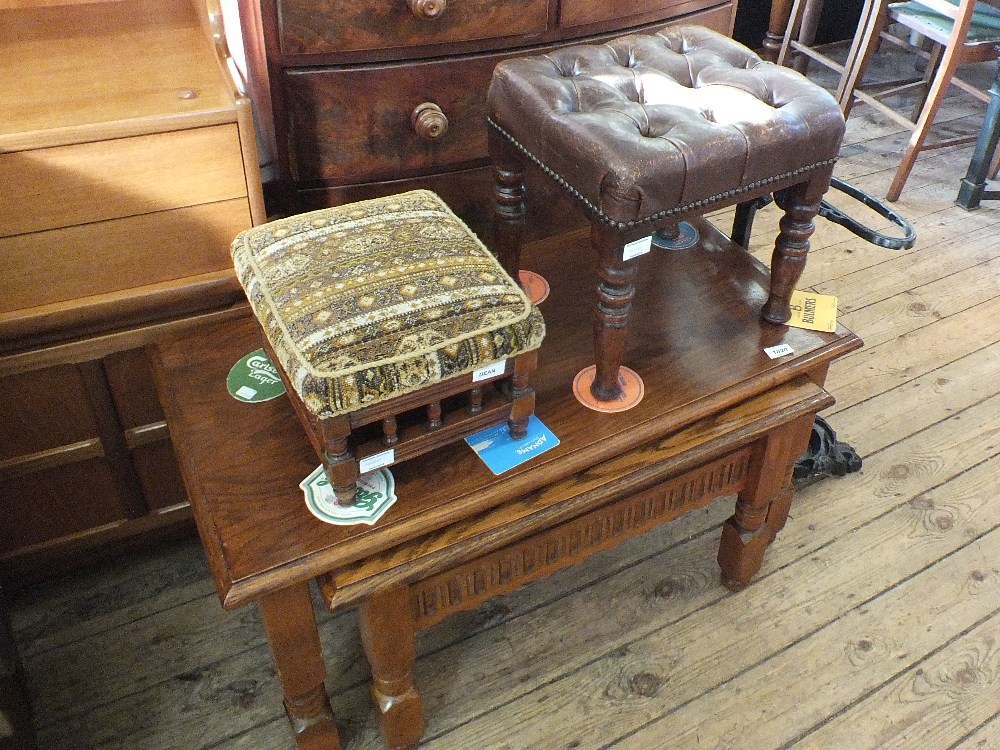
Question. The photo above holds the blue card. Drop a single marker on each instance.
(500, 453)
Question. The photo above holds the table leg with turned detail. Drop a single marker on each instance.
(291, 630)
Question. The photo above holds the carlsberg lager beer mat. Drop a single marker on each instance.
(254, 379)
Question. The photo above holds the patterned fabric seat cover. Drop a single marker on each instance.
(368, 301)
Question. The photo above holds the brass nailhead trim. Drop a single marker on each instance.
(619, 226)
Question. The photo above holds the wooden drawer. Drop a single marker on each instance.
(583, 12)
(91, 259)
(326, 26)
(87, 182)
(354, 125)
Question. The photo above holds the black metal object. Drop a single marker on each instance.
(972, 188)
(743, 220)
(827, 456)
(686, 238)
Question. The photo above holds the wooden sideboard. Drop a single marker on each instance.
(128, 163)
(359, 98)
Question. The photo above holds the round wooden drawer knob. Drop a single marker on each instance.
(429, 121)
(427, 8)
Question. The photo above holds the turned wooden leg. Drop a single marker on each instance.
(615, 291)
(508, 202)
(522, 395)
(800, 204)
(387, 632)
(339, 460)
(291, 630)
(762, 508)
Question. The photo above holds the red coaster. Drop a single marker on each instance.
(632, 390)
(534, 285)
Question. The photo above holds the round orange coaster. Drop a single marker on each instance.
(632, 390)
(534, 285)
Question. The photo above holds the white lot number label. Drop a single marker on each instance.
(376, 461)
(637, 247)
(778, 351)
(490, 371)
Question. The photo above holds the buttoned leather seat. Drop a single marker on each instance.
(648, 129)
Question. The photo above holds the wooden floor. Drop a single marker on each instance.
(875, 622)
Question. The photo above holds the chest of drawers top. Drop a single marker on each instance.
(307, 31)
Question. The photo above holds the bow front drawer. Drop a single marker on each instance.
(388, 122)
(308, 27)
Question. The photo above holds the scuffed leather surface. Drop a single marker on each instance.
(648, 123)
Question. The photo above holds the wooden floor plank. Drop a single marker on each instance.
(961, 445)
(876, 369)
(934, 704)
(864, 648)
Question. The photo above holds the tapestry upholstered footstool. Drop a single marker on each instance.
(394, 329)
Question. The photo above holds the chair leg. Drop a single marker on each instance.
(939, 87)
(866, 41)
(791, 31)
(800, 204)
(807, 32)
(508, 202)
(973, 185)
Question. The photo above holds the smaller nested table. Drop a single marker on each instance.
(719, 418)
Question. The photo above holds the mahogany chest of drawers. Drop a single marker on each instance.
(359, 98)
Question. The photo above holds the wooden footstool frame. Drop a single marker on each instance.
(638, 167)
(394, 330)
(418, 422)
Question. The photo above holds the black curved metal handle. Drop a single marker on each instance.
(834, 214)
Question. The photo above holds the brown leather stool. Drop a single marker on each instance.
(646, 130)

========================

● **Work required**
Once the line with "Question. The photo above holds the brown" is found, write out that line and every one after it through the last line of the records, exactly and with nothing else.

● **Exercise result**
Question. The photo above holds the brown leather stool. Drop a single marker on each instance.
(646, 130)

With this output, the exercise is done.